> [BRIEF]:
Please give the listing again, word for word, with nothing left out.

> [DATA LINES]:
____

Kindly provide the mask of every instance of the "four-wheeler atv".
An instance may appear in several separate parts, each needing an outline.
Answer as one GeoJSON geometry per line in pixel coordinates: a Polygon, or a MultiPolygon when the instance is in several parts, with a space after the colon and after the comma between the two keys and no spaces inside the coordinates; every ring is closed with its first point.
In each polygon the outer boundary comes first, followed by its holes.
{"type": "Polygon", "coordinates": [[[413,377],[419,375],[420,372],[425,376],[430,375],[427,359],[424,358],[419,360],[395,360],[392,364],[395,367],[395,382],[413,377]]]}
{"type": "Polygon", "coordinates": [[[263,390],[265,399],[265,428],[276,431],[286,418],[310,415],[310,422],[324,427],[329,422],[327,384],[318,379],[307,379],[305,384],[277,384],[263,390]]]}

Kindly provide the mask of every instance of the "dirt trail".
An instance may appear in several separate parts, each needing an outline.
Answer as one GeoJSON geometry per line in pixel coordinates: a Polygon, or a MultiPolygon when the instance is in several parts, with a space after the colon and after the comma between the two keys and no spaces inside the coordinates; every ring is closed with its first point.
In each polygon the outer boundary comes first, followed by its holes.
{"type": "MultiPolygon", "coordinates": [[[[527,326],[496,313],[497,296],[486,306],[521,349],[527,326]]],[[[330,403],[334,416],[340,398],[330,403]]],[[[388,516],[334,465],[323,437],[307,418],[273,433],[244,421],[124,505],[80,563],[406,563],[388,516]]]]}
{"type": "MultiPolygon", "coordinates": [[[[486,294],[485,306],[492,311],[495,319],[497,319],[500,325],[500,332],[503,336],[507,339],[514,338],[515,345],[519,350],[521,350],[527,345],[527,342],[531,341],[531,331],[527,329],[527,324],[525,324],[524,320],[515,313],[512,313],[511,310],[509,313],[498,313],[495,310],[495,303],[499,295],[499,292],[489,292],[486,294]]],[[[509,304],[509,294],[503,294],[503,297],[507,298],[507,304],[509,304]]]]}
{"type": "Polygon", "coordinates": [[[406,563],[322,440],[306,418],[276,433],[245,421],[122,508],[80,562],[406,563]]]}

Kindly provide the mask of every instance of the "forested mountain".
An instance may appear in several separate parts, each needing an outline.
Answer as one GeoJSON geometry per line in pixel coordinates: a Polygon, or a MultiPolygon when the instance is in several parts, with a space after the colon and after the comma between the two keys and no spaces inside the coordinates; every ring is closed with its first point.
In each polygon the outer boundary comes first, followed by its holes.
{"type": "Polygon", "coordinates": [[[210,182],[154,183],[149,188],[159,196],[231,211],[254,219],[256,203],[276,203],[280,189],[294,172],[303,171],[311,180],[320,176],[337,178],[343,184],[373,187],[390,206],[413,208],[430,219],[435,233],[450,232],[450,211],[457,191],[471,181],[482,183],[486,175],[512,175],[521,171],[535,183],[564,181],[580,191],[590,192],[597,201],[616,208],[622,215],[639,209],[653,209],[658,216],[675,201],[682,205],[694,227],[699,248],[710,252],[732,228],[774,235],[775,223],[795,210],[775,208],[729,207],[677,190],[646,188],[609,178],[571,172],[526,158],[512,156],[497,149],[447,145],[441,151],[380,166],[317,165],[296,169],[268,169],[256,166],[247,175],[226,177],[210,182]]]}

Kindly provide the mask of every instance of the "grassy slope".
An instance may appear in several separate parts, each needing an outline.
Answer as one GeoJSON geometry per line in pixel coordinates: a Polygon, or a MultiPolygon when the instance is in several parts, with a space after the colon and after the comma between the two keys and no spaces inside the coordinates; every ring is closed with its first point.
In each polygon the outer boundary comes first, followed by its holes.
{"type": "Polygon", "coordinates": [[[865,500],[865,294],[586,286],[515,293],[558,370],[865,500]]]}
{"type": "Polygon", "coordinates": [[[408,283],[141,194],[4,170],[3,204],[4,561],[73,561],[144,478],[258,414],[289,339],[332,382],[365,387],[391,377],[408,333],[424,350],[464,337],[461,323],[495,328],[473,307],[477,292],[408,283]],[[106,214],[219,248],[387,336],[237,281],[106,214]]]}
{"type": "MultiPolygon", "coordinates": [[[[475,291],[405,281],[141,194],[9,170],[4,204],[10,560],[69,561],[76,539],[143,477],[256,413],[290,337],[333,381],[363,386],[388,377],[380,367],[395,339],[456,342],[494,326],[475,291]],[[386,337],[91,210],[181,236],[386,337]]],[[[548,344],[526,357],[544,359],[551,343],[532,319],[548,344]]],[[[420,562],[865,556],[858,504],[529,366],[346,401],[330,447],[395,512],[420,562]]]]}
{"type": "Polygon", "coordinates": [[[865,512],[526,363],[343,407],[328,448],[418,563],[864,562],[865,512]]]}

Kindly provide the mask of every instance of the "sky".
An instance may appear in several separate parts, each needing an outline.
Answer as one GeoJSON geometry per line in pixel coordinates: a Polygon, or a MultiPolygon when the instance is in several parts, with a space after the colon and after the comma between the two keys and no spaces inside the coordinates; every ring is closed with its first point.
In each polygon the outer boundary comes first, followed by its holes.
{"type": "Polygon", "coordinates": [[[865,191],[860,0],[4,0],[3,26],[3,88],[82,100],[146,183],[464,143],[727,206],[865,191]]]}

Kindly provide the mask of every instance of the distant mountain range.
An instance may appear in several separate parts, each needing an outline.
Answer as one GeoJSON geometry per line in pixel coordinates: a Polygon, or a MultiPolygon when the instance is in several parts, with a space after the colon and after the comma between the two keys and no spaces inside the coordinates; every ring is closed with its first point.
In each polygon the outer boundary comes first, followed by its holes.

____

> [SOLUTION]:
Kindly provide the mask of every instance of the "four-wheeler atv".
An instance may appear in several separate parts, each needing an outline.
Answer as one GeoJSON geometry per line in pixel coordinates: a Polygon, or a MultiPolygon when the instance is in several parts, with a space after the colon and after the comma between the two keys and no spaces inside the coordinates; every ring is closed with its first point.
In each polygon the outer boundary comes first, followed by its holes.
{"type": "Polygon", "coordinates": [[[413,377],[419,375],[420,372],[425,376],[430,375],[427,359],[424,358],[419,360],[395,360],[392,364],[395,367],[395,382],[413,377]]]}
{"type": "Polygon", "coordinates": [[[263,390],[265,399],[265,428],[276,431],[286,418],[310,415],[310,422],[324,427],[329,422],[327,384],[318,379],[307,379],[305,384],[277,384],[263,390]]]}

Kindly provide the mask of every instance of the "dirt trail".
An instance may appear in several separate parts, each needing an outline.
Answer as one GeoJSON geometry per line in pixel coordinates: a Polygon, or a MultiPolygon when the instance is in several parts, with a space after the colon and after the comma between the two keys and no spaces inside the coordinates; every ring is closed with its first point.
In each polygon the outer boundary comes first, followed by its holes.
{"type": "MultiPolygon", "coordinates": [[[[527,326],[496,313],[497,296],[486,306],[521,349],[527,326]]],[[[330,403],[334,416],[340,398],[330,403]]],[[[388,516],[334,465],[323,437],[307,418],[273,433],[244,421],[124,505],[80,563],[406,563],[388,516]]]]}
{"type": "MultiPolygon", "coordinates": [[[[486,294],[485,306],[492,311],[495,319],[497,319],[500,325],[500,332],[503,336],[507,339],[514,338],[515,345],[519,350],[521,350],[527,345],[527,342],[531,341],[531,331],[527,329],[527,324],[525,324],[524,320],[515,313],[512,313],[511,310],[509,313],[498,313],[495,310],[495,303],[499,295],[499,292],[489,292],[486,294]]],[[[509,304],[509,294],[503,294],[503,297],[507,298],[507,304],[509,304]]]]}
{"type": "Polygon", "coordinates": [[[406,563],[322,440],[306,418],[276,433],[245,421],[122,508],[80,562],[406,563]]]}

Kindly provide the mask of every instance of the "forested mountain".
An instance may appear in several separate parts, each needing an outline.
Answer as one GeoJSON geometry per line in pixel coordinates: a Polygon, or a MultiPolygon when the instance is in several parts, with a space after the colon and after the comma between the two keys and no spaces inside the coordinates; every ring is closed with its first point.
In each polygon the outer boundary comes first, followed by its holes.
{"type": "Polygon", "coordinates": [[[210,182],[154,183],[149,188],[159,196],[231,211],[254,219],[256,203],[276,203],[280,189],[294,172],[303,171],[311,180],[320,176],[337,178],[343,184],[373,187],[390,206],[413,208],[430,219],[435,233],[450,232],[450,211],[457,191],[471,181],[482,183],[486,175],[512,175],[521,171],[535,183],[564,181],[580,191],[590,192],[597,201],[616,208],[622,215],[639,209],[653,209],[658,216],[675,201],[682,205],[694,227],[699,248],[710,252],[732,228],[774,235],[775,223],[795,210],[775,208],[729,207],[677,190],[646,188],[609,178],[571,172],[526,158],[512,156],[497,149],[447,145],[441,151],[380,166],[317,165],[296,169],[268,169],[256,166],[247,175],[226,177],[210,182]]]}

Kindly provide the mask of every instance of the "grassy slope".
An instance may appear in several separate parts, each needing an outline.
Answer as one GeoJSON geometry per line in pixel coordinates: a Polygon, or a MultiPolygon when the instance is in several parts, with a space after the colon and after the comma between the two keys and no spaces inside the coordinates; every ring is closed with its first point.
In each polygon the outer boundary comes first, followed by its holes.
{"type": "Polygon", "coordinates": [[[865,500],[865,294],[586,286],[515,293],[558,370],[865,500]]]}
{"type": "Polygon", "coordinates": [[[408,283],[141,194],[4,170],[3,204],[4,561],[73,561],[144,478],[258,414],[289,339],[332,382],[365,387],[391,377],[408,333],[424,350],[464,337],[461,323],[495,328],[473,307],[477,292],[408,283]],[[106,214],[219,248],[387,336],[237,281],[106,214]]]}
{"type": "MultiPolygon", "coordinates": [[[[475,291],[405,281],[141,194],[9,170],[4,204],[10,560],[69,561],[76,539],[143,477],[256,413],[290,337],[333,381],[363,386],[388,377],[380,367],[395,339],[456,342],[494,326],[475,291]],[[386,337],[91,210],[181,236],[386,337]]],[[[548,344],[526,357],[544,359],[551,343],[532,319],[548,344]]],[[[420,562],[865,556],[858,504],[529,366],[346,401],[330,447],[395,512],[420,562]]]]}
{"type": "Polygon", "coordinates": [[[865,512],[526,363],[343,407],[328,448],[418,563],[864,562],[865,512]]]}

Kindly provide the mask of every instance of the "sky".
An instance may appear in several separate parts, each needing an outline.
Answer as one GeoJSON geometry per line in pixel coordinates: a Polygon, or a MultiPolygon when the instance is in several parts, with a space after the colon and after the comma between the two keys and no spaces inside the coordinates; every ring is closed with its first point.
In each polygon the outer boundary comes first, followed by its holes.
{"type": "Polygon", "coordinates": [[[865,191],[860,0],[4,0],[3,26],[3,88],[82,100],[146,183],[464,143],[727,206],[865,191]]]}

Kindly provide the mask of every instance of the distant mountain range.
An instance may appear in several separate parts, each needing an outline.
Answer as one GeoJSON geometry per line in pixel coordinates: a Polygon, or a MultiPolygon when the instance is in several parts, with a space after the colon and after the comma between the two keys and no spaces inside the coordinates; every ring is closed with its first point.
In each polygon the outer boundary comes first, followed by its holes.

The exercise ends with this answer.